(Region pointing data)
━━━━━━━━━━━━━━━━━━━━━━━━━━━━━━
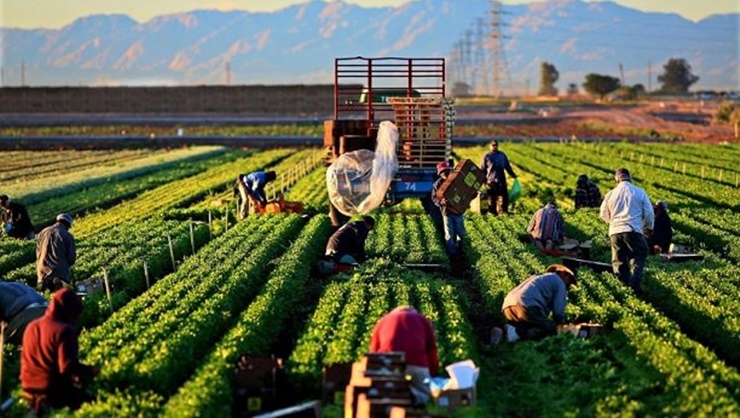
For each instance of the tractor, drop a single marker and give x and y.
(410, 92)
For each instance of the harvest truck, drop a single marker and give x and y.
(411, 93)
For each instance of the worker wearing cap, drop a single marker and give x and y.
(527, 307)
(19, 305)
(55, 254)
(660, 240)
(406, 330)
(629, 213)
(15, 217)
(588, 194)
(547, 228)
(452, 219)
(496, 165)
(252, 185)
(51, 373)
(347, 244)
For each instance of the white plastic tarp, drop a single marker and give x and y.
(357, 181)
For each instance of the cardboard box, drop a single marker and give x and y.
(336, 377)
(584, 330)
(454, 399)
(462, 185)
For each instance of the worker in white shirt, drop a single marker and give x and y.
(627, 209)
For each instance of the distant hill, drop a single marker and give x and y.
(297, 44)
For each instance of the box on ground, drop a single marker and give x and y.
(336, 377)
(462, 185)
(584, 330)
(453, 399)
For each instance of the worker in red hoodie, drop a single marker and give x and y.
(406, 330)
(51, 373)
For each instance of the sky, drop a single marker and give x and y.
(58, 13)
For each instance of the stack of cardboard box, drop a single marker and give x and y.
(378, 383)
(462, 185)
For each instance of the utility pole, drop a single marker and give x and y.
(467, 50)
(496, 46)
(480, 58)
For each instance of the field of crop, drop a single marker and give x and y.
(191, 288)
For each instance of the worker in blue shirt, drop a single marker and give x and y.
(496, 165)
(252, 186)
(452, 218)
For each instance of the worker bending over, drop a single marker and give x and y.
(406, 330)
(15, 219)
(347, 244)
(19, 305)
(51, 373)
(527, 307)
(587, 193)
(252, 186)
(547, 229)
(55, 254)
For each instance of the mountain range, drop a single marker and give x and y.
━━━━━━━━━━━━━━━━━━━━━━━━━━━━━━
Task prompt: Leaving every picture out, output the data exactly as it stands.

Response to the task:
For each instance of the tractor, drop a single marker and give x and y.
(410, 92)
For each instance of the harvest truck, drop a single marker and give x and y.
(411, 93)
For each instance of the worker wearing cap, drop a single marker and give x and y.
(527, 307)
(19, 305)
(55, 254)
(660, 240)
(406, 330)
(629, 213)
(15, 217)
(588, 194)
(547, 228)
(452, 219)
(496, 165)
(252, 185)
(51, 373)
(347, 244)
For each instance of the white plastic tarp, drop a single marker and give x and y.
(357, 181)
For each instance of the cardboard box, drop a single marker and give x and y.
(336, 377)
(584, 330)
(454, 399)
(462, 185)
For each instance of the worker in white shirt, drop a single marker and give x and y.
(627, 209)
For each instance of the distant hill, drop a single marker and give x and y.
(297, 44)
For each instance of the box on ground, drop a single marker and give x and y.
(336, 377)
(462, 185)
(584, 330)
(453, 399)
For each instance of the worker in red hoodie, drop a single marker and give x and y.
(406, 330)
(51, 373)
For each instance of the sky, drop a single marker and give x and y.
(58, 13)
For each instance of the stack of cardboard box, drop a single marker and give x and y.
(378, 383)
(462, 185)
For each instance of the utility pole, drop a single marker and give x and y.
(467, 50)
(496, 46)
(480, 58)
For each instance of the field of crop, drop a single marker and give x and y.
(191, 288)
For each instance of the worker in blue shirt, drop a single marker and give x and y.
(496, 165)
(252, 186)
(452, 218)
For each instance of the worker bending over, drop a single marker and give x and y.
(406, 330)
(15, 219)
(347, 244)
(19, 305)
(51, 373)
(527, 307)
(587, 193)
(252, 186)
(547, 229)
(55, 254)
For each instance of the mountain range, drop a single marker and give x and y.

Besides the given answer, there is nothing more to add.